Kutipan Teks →
§ §
Tabir Misteri Nusantara
Tulisan
artikel blog ini dipersembahkan untuk seluruh rakyat nusantara sebagai ungkapan
rasa keprihatinan atas carut marut yang sedang terjadi di bumi pertiwi ini.
Berawal dari Ilham dari Guru Bathin telah membawa saya kepada pencerahan
cakrawala pemahaman tentang apa dan bagaimana kejadian yang tengah berlangsung
dan prediksi yang akan terjadi di negeri ini. Bahkan tidak berlebihan kalau
saya katakan bahwa ini merupakan suatu upaya membedah warisan leluhur yang
sarat dengan perlambang sehingga sedikit demi sedikit terkuak tabir misteri
jagad nusantara ini. Sangat luar biasa. Hal ini sepatutnya bisa dipahami oleh seluruh
anak cucu leluhur bangsa ini sebagai pewaris sah tataran tanah surgawi yang
bernama Nusantara (Nusa Antara), negara yang terdiri dari kumpulan pulau-pulau
tergabung menjadi satu.
Hasil
kajian penulis berusaha pahami dengan rasa naluri yang mendalam dengan tanpa
mengabaikan logika berpikir sehat. Memang banyak hal sulit ditelusuri melalui
referensi buku-buku sejarah atau dengan bukti-bukti empiris yang ada, namun
dengan semangat menguak tabir misteri untuk lebih memahami fenomena yang
terjadi saat ini, maka segala sesuatunya yang dapat saya cerna berusaha saya
ungkapkan secara sederhana apa adanya. Ibarat mencari mata rantai yang hilang
(missing link), nampaknya misteri yang ditinggalkan pasca keruntuhan Majapahit
mulai terlihat secara samar-samar. Sayapun mulai memahami apa makna yang
tersirat dan mencari siapa sosok orang yang mampu mengatasi keadaan ini dan
mencari jawab dari misteri ramalan para leluhur di atas. Insya Allah, jika
Allah Azza wa Jalla dalam Guru Bathin memberikan ijin dan ridho-Nya akan
diketemukan jawabannya.”
§ §
Petunjuk Tugas →
Jawablah pertanyaan berikut berdasarkan kutipan tentang tabir misteri Nusantara.
1. Untuk siapa artikel blog ini dipersembahkan?
2. Nusantara disebut sebagai negara yang terdiri dari apa?
3. Misteri yang ditinggalkan setelah keruntuhan kerajaan apa mulai terlihat samar-samar?
Baris-baris di bawah ini tidak diperlukan.
§ §
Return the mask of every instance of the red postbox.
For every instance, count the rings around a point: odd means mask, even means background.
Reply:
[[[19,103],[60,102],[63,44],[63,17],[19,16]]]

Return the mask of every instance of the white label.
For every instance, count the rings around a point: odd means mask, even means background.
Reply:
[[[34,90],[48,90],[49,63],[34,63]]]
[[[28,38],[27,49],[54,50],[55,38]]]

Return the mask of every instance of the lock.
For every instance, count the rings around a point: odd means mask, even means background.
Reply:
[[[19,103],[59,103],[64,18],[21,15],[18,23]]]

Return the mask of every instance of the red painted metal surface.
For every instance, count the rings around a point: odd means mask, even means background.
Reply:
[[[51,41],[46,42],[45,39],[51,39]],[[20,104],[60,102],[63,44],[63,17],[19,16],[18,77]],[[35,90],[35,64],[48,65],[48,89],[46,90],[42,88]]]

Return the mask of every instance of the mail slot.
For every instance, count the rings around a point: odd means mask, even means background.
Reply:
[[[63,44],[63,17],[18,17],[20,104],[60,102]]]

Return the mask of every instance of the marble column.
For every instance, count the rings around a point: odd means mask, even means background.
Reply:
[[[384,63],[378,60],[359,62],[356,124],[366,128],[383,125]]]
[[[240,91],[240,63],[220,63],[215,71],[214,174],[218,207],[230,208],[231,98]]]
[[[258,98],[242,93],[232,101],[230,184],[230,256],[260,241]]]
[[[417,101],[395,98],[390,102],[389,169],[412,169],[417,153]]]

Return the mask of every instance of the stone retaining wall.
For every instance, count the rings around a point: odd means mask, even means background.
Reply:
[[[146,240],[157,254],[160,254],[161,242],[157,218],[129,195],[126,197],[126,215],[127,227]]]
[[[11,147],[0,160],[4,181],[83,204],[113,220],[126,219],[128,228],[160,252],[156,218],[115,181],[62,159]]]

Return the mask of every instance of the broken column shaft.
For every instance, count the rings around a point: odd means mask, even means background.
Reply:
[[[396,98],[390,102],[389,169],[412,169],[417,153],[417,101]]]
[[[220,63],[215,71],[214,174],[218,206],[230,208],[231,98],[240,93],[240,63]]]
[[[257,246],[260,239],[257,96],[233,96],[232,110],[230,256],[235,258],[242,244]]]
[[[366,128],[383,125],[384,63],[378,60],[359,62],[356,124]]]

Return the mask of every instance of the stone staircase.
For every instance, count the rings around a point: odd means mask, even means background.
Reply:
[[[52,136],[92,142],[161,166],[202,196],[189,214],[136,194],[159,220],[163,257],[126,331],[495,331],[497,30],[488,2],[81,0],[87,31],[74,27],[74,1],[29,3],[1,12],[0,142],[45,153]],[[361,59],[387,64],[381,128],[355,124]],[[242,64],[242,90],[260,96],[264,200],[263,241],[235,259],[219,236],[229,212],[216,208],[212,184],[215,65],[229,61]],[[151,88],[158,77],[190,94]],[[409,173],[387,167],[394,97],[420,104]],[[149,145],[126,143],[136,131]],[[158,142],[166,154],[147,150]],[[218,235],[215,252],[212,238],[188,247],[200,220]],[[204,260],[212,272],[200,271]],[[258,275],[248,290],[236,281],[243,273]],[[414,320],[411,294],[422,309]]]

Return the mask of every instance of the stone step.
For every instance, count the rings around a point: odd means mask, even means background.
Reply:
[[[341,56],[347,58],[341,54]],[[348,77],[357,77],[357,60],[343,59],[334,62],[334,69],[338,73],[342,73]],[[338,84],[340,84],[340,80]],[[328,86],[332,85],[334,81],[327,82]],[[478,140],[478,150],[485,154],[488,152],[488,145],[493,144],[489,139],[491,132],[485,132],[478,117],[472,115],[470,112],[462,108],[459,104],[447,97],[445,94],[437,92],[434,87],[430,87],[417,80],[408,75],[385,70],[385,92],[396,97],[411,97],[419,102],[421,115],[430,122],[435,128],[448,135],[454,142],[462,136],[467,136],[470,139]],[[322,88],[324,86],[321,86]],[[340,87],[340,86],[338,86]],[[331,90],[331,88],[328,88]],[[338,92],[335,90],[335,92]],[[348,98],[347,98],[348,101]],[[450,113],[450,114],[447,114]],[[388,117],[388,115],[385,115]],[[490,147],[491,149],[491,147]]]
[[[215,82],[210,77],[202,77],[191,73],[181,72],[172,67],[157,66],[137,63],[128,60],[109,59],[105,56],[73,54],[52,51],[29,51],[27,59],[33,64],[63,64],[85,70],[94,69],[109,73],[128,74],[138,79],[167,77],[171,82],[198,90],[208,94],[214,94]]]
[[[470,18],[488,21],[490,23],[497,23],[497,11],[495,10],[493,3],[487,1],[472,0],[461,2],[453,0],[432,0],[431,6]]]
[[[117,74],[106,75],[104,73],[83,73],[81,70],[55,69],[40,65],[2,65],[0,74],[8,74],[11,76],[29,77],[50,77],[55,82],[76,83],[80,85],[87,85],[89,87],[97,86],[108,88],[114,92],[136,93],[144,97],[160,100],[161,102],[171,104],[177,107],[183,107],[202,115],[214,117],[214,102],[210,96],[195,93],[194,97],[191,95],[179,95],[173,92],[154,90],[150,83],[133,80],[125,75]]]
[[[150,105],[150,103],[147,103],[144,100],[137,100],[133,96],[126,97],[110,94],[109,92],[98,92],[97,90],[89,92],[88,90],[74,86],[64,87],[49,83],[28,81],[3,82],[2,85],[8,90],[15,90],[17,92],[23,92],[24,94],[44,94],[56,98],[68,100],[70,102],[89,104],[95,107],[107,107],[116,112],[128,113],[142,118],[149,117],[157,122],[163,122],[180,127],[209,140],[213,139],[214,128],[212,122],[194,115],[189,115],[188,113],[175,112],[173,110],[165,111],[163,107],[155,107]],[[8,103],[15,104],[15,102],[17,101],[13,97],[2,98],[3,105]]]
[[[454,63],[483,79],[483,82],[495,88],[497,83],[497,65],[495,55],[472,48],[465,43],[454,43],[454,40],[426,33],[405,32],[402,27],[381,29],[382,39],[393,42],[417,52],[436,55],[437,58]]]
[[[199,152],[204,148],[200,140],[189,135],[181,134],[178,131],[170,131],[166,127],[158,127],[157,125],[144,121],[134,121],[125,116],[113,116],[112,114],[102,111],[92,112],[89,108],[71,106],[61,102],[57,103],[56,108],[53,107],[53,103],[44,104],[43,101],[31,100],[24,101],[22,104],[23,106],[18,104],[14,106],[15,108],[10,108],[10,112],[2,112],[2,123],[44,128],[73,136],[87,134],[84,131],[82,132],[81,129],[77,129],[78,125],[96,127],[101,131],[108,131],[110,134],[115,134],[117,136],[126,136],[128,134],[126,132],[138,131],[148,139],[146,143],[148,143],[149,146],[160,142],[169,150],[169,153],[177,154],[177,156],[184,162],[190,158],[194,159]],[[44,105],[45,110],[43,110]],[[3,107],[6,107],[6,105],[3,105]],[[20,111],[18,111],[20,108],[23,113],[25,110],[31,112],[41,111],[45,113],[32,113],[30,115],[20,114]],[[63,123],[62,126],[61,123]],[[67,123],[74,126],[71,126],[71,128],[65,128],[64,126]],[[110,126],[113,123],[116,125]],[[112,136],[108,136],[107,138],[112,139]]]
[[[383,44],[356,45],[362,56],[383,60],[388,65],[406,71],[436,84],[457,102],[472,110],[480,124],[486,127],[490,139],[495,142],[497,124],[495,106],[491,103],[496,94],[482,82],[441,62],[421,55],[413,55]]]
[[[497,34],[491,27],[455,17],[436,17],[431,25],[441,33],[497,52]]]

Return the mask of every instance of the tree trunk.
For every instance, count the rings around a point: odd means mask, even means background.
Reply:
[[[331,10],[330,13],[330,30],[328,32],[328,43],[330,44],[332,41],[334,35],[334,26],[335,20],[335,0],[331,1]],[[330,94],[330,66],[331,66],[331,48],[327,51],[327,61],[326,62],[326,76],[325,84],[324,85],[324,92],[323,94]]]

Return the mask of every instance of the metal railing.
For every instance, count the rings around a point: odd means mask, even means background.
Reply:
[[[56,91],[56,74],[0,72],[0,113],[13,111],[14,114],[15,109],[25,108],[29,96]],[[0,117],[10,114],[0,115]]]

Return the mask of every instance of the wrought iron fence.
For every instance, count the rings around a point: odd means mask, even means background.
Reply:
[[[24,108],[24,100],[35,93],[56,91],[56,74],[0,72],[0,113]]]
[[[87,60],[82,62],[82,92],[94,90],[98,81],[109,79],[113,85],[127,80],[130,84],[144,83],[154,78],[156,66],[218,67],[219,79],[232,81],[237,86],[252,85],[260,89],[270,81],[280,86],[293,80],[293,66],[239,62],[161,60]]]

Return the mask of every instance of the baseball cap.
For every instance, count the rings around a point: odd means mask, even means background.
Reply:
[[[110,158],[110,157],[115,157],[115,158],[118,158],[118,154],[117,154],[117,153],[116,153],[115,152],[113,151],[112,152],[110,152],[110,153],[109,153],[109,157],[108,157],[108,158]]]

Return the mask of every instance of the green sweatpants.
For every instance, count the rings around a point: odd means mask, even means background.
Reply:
§ §
Jawaban Latihan →
1. Artikel blog ini dipersembahkan untuk seluruh rakyat nusantara.
2. Nusantara terdiri dari kumpulan pulau-pulau yang tergabung menjadi satu.
3. Misteri itu ditinggalkan setelah keruntuhan Majapahit.